[ÉNONCÉ] Poursuivez le texte ci-dessous consacré à la chrage du Sacrieur, en reprenant juste après sa dernière phrase.

[TEXTE PROPOSÉ]
————————

Comme promis, voici un petit ticket sur la chrage du Sacrieur qui est
la mécanique centrale de la classe. Voyons donc comment celle-ci fonctionne, d'où
est venu son nom si particulier et quels sont les problématiques qu'elle pose
dans la conception et l'équilibrage de la classe.

La chrage incarne parfaitement la
célèbre citation de Nietzsche : « Tout ce qui ne
me tue pas me rend plus fort. ». Alors que les autres classes du jeu sont
promptes à aller quémander des soins à un Eniripsa (le meilleur soigneur du
jeu) dès le premier bobo, le sacrieur lui transforme la douleur en cette force
surhumaine qu'est la chrage un peu comme la sensation de danger entraine une
montée d'adrénaline qui nous donne un boost d'énergie pour y faire face.

En termes de
mécaniques de jeu, je voulais une jauge qui agisse un peu comme une barre de
fury ou d'Ex dans les jeux de baston. Une jauge donc qu'on remplit petit à
petit et qu'on peut utiliser pour faire plusieurs coups plus performants ou
encore un ultra coup.

————————

[DONNÉES FOURNIES]
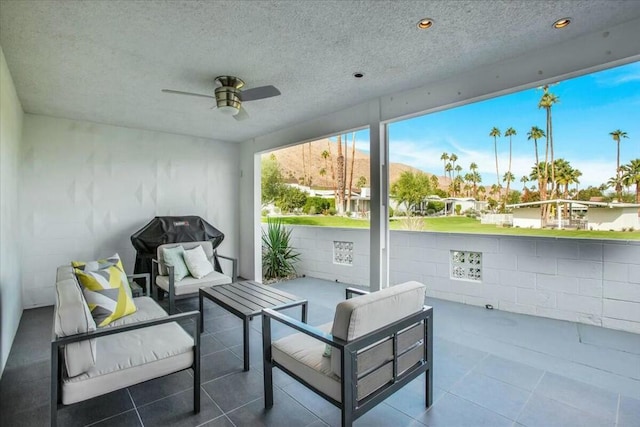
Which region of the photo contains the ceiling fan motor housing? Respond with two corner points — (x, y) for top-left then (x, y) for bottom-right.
(215, 76), (244, 115)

————————

[CORRIGÉ]
Avant d'arriver aux 15 sorts élémentaires, il faut définir les mécaniques de classe.

La première
question à se poser était de savoir comment cette jauge allait augmenter. Dans les
anciennes versions de WAKFU et d'autres jeux Ankama, des mécaniques semblables
ont été utilisées et se basaient sur le seul fait de recevoir un coup ou non.
Le problème étant donc que ces mécaniques n'avaient pas la même efficacité
selon qu'un adversaire vous infligeait 3 fois 10 dégâts où une fois 30 dégâts par
exemple.

Un autre
problème, présent sur DOFUS par exemple était que les alliés d'un Sacrieur pouvaient
en début de combat avoir un vrai intérêt à le taper eux même pour qu'ensuite
celui-ci soit plus fort et aille démonter les mobs en face. Ce n'est pas ce que
je recherchais, tan d'un point de vue du background et du feeling que du
gameplay qui s'en trouvait ralentit vu que ça engendrait des « phases de
préparation » longues et inintéressante.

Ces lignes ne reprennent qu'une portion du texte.